> [PROBLEM REQUIREMENTS]
Below is a block of records; repeat each one exactly.

= = = = =

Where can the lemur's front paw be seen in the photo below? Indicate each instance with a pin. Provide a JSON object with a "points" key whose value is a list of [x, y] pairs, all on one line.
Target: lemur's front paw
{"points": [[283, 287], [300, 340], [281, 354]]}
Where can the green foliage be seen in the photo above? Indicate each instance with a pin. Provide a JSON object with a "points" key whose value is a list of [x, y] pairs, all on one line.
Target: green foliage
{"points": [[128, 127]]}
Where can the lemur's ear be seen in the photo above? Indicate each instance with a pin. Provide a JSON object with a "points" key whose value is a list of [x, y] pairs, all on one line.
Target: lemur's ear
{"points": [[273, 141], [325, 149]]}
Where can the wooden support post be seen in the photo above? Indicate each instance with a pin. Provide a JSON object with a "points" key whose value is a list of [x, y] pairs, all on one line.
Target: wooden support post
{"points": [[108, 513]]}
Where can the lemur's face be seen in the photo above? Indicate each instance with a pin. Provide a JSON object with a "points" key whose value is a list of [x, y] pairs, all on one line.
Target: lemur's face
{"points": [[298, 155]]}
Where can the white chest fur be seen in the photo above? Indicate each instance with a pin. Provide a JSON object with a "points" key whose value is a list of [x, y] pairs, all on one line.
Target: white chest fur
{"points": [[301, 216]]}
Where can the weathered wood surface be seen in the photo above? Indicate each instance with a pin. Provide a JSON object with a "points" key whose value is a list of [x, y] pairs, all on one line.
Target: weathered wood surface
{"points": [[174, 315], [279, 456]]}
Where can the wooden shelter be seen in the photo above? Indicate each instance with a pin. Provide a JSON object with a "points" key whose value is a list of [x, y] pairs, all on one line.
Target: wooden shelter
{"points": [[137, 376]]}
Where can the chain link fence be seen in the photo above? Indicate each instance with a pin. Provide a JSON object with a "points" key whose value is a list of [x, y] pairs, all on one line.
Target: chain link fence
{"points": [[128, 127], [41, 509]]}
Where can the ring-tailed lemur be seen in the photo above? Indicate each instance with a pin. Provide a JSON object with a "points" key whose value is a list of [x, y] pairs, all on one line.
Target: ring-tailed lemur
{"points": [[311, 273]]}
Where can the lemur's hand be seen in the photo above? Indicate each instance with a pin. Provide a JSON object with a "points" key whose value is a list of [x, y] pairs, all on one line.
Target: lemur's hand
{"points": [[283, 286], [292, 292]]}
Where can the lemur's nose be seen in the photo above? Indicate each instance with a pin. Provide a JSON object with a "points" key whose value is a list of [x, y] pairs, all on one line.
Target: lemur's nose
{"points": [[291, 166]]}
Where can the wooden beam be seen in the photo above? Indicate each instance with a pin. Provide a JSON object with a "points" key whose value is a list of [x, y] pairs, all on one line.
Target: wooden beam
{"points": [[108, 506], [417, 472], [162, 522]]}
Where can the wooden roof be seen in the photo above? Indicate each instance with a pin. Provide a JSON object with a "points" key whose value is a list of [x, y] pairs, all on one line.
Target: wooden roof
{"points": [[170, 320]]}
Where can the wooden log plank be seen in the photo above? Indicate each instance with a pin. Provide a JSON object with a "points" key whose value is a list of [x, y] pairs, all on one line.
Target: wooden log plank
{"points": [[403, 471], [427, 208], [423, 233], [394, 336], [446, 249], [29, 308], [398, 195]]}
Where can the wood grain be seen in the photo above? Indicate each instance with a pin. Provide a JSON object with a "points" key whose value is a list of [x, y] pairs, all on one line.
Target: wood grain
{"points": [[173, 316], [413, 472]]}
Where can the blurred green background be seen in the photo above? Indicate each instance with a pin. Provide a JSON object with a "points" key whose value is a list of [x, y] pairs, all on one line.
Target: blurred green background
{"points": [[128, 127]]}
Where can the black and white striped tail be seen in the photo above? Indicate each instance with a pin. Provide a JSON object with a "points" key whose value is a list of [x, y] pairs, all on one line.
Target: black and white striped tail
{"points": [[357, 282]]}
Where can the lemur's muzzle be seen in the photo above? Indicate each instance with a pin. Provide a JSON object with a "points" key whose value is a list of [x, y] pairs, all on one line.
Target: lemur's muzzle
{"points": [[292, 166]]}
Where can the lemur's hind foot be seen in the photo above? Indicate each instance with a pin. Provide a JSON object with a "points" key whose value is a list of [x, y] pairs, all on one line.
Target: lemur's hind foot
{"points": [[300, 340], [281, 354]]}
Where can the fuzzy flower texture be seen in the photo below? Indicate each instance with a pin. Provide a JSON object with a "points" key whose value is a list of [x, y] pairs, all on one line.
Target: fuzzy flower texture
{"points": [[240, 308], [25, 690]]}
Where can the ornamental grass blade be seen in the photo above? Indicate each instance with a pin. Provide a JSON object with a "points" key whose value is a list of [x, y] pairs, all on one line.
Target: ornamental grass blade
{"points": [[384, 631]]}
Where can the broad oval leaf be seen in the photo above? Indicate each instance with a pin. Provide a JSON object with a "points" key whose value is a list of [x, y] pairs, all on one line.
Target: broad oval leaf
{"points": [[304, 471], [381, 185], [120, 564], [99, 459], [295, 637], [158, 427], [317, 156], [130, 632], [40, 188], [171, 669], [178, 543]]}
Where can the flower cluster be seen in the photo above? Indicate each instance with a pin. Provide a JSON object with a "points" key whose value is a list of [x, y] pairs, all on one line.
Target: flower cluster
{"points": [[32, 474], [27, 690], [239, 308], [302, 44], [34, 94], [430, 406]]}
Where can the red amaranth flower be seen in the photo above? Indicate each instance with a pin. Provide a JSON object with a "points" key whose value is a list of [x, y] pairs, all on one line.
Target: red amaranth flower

= = = = =

> [FULL RESPONSE]
Where can the lemur's front paw be seen in the photo below? Indicate each instance with a pin. Provide a JSON object with a "points" key whose value is a list of [x, y] pairs, all on one line.
Target: lemur's front paw
{"points": [[283, 287], [300, 340], [281, 354]]}
Where can the green foliage be seen in the photo above? Indicate each instance with a pin. Provide a JSON object with a "points" key whose value is a list of [x, y] pairs, all on one line.
Target: green foliage
{"points": [[128, 127]]}
Where can the lemur's ear be seen in the photo above? Indicate each instance with a pin. Provide a JSON object with a "points" key whose value is a list of [x, y] pairs, all on one line.
Target: lemur's ear
{"points": [[273, 141], [325, 149]]}
Where can the wooden support post be seen in the photo above? Indicate each instance with a pin. Provide a JSON object with a "points" key whose value is a list of [x, y] pairs, all on one line.
Target: wooden support post
{"points": [[108, 513]]}
Where can the lemur's face be seen in the photo above? Indicate each instance with a pin. Provide a JSON object with a "points" key whose value is a list of [x, y] pairs, all on one line.
Target: lemur's face
{"points": [[298, 155]]}
Where can the white chest fur be seen in the photo above? Indicate each instance with a pin. Provide a JSON object with a "points" key whose value is a list of [x, y] pairs, all on one line.
Target: white chest fur
{"points": [[301, 216]]}
Where can the weathered wood surface be seen in the photo above? Indicate each instance with a pin. Provide a JSON object with a "points" key whose value is a list of [x, y] pairs, all on one line.
Target: weathered wood surface
{"points": [[174, 315], [279, 456]]}
Where can the wooden shelter be seen in the photo above? Indicate each instance with a pin. Provide a JSON object with a "points" key whose value is a list of [x, y] pairs, all on one line.
Target: wooden shelter
{"points": [[137, 376]]}
Where can the chain link fence be seen in the photo above? Indicate each instance with a pin. Provide a JSON object with a "points" key whose value is a list of [x, y] pairs, all on one line.
Target: chain link fence
{"points": [[128, 127], [41, 509]]}
Where can the ring-tailed lemur be seen in the photo above? Indicate each instance with a pin. Provide a JSON object with a "points" key whose value is a list of [x, y] pairs, all on one line.
Target: ring-tailed lemur
{"points": [[311, 273]]}
Where can the lemur's hand be seen in the photo above? Indicate each instance with a pin. Provide a JSON object with a "points" key whose value is a list of [x, y] pairs, all on one line.
Target: lemur's hand
{"points": [[283, 286], [292, 292]]}
Where can the lemur's nose be seen in the photo above? Indicate each instance with a pin. Provide a JSON object with a "points" key whose value is a list of [x, y] pairs, all on one line.
Target: lemur's nose
{"points": [[291, 166]]}
Where can the wooden beam be seen in the photo above? Indicate each instance with a pin. Provide a JSON object with a "points" key whose value is a list of [x, y] pairs, all on one line.
Target: wooden beam
{"points": [[108, 506], [417, 472], [162, 522]]}
Where can the wooden roof be seen in the photo above? Indicate each instance with a pin. Provide a JSON object with a "points" key whose value is a list of [x, y] pairs, all on one line.
Target: wooden roof
{"points": [[170, 320]]}
Where can the wooden log plank be seen in the photo above? Indicate each instance with a pin. Provide a JSON object with a "points" key whose value is a list of [x, y] pairs, all on one line.
Target: wooden log plank
{"points": [[403, 471], [427, 208], [423, 233], [394, 336], [446, 249], [29, 308], [398, 195]]}
Where can the wood grain be seen in the photo above? Indicate each instance with a pin. Provide a JSON object with a "points" key whose value is a list of [x, y] pairs, all on one line.
Target: wood grain
{"points": [[173, 316], [413, 472]]}
Where can the blurred green background be seen in the photo above? Indicate each instance with a pin. Provide a JSON object with a "points" key whose value is a list of [x, y] pairs, all on one line.
Target: blurred green background
{"points": [[128, 127]]}
Where can the black and white striped tail be seen in the photo above? Indicate each instance with a pin. Provide a JSON object with a "points" key whose value is a list of [x, y] pairs, all on one line.
Target: black and white striped tail
{"points": [[357, 282]]}
Where can the lemur's muzzle be seen in the photo above? Indicate each instance with a pin. Provide a JSON object with a "points" key whose value is a list of [x, y] pairs, all on one line.
Target: lemur's muzzle
{"points": [[292, 166]]}
Where can the lemur's hind foot be seen in the photo above? Indicate each instance with a pin. Provide a JSON object with a "points" key whose value is a list of [x, y] pairs, all on one line.
Target: lemur's hind foot
{"points": [[300, 340], [281, 354]]}
Where can the fuzzy flower texture be seen in the photo below? Indicate each instance with a pin. Provide a JSON object with a "points" key whose value is a list of [x, y] pairs, all on one line.
Target: fuzzy flower texture
{"points": [[240, 308], [25, 690]]}
Where can the ornamental grass blade be seen in the photo above? Indicate each instance with a pin. Provide a JSON object with a "points" key whose value is a list of [x, y] pairs, all on one line.
Target: ornamental grass blade
{"points": [[384, 631]]}
Where can the broad oval leaf be seen in the photo above? Indicate each instance with a pin. Provide a JSON object with a "points" key whose value is a list of [x, y] pairs, all on one line.
Target: broad oval leaf
{"points": [[304, 471], [381, 185], [120, 564], [99, 459], [295, 637], [158, 427], [317, 156], [130, 632], [40, 188], [171, 669], [178, 543]]}
Where can the flower cluster be seen in the photo above? Indicate each instance with a pin. Provide a JSON object with a "points" key whose value is a list of [x, y] pairs, all on one line.
Target: flower cluster
{"points": [[32, 474], [27, 690], [239, 308], [302, 44], [34, 94], [430, 406]]}
Where can the red amaranth flower be seen in the photo above? Indicate each instance with a pin. Provide a JSON object with a "points" key whose value is a list of [x, y] pairs, all on one line.
Target: red amaranth flower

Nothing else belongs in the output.